(MATERIAL SHOWN)
▼
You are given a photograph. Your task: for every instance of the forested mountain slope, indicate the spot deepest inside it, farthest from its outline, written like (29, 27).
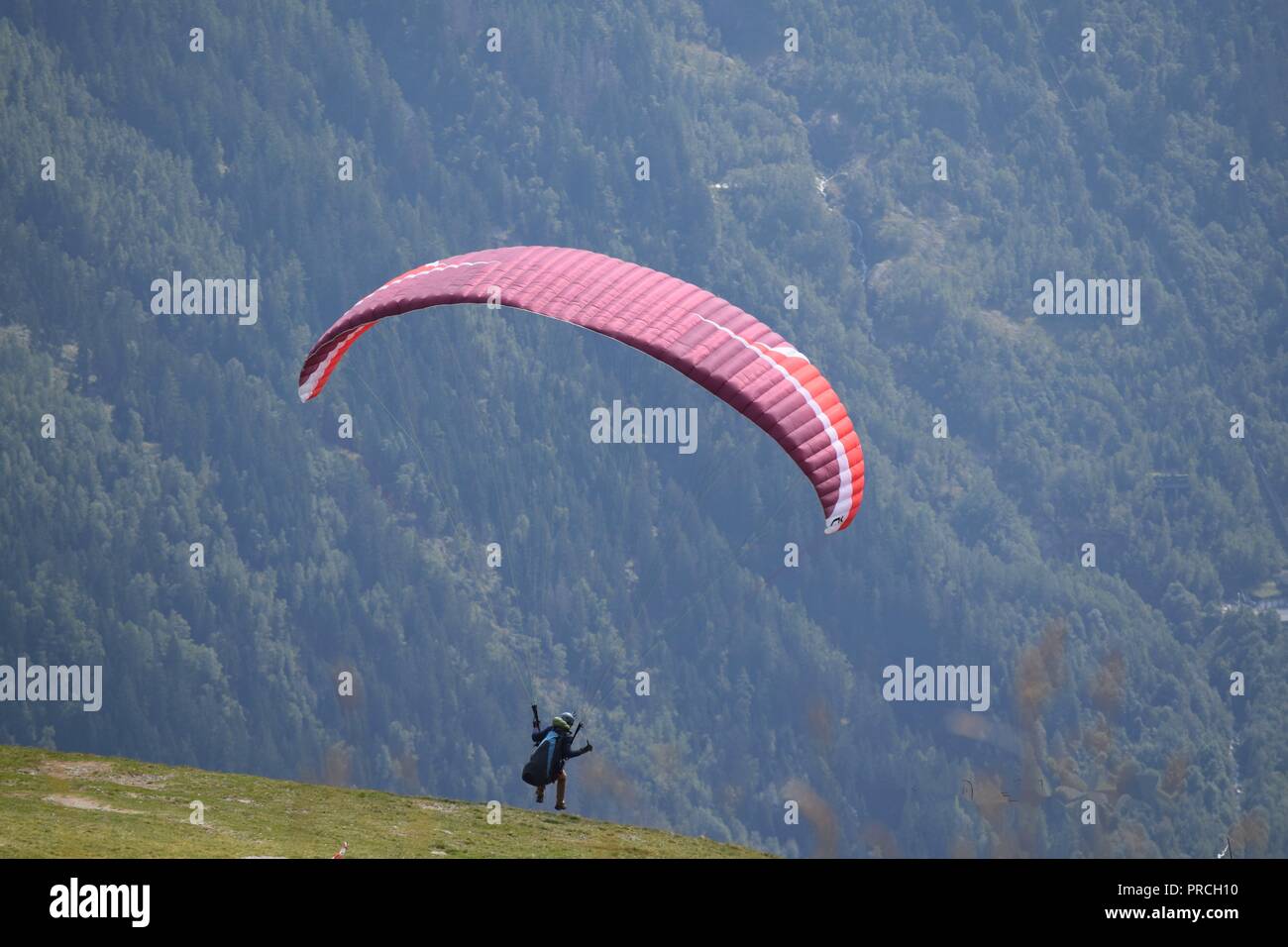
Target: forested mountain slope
(767, 169)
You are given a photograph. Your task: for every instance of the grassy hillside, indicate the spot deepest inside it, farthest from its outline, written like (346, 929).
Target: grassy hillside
(62, 804)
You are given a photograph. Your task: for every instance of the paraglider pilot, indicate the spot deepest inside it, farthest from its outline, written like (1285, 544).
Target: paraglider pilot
(554, 749)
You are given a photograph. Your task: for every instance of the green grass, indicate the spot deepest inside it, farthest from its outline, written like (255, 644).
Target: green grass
(60, 804)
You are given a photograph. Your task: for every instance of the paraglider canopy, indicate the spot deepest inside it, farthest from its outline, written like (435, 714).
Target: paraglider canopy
(711, 342)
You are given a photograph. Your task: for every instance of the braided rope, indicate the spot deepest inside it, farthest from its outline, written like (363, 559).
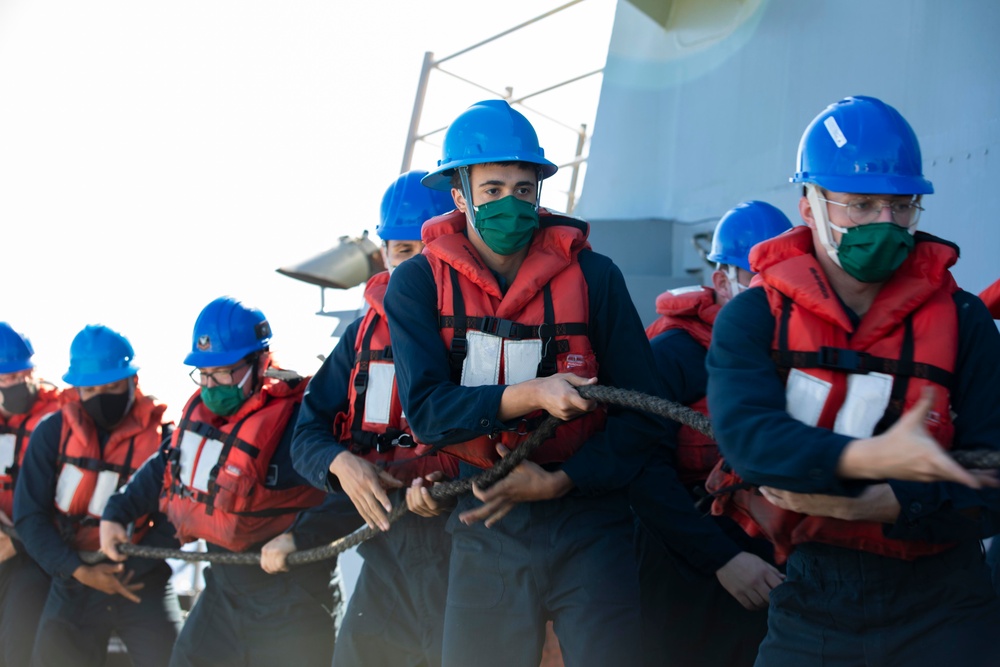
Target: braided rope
▲
Can you set down the entire listing above word for word, from the first line to the last, without the pictures?

You are given a photograph. Your task: for every instance of the forested mountain slope, indicate the spot deepest inside it, farthest from its outline, written like (29, 27).
Target: forested mountain slope
(767, 169)
You are given a photograph. Your task: for every instance of the grassy hillside, indicate the spot deepest inside it, farthest from its outline, written like (346, 929).
Target: grassy hillside
(62, 804)
You are given a photograph. Your task: for every instance of the paraglider pilot, indicate the spot deepest inside it, farthest from its outline, written like (1285, 544).
Target: paraglider pilot
(554, 749)
You are given a photograph. Your task: for every instance of the green grass, indicate the spot deepest inside it, farthest from its outline, written like (255, 644).
Target: green grass
(60, 804)
You are given a photograph. Your task: for every instance of the paraglider canopy, indicate the spot deepest inside it, farthest from its outline, written like (435, 714).
Target: paraglider canopy
(711, 342)
You are given a photograph. Your task: for every instance of the braided rope, indicate the spot deepest inside it, farthest from its outline, written like (363, 559).
Target: braided rope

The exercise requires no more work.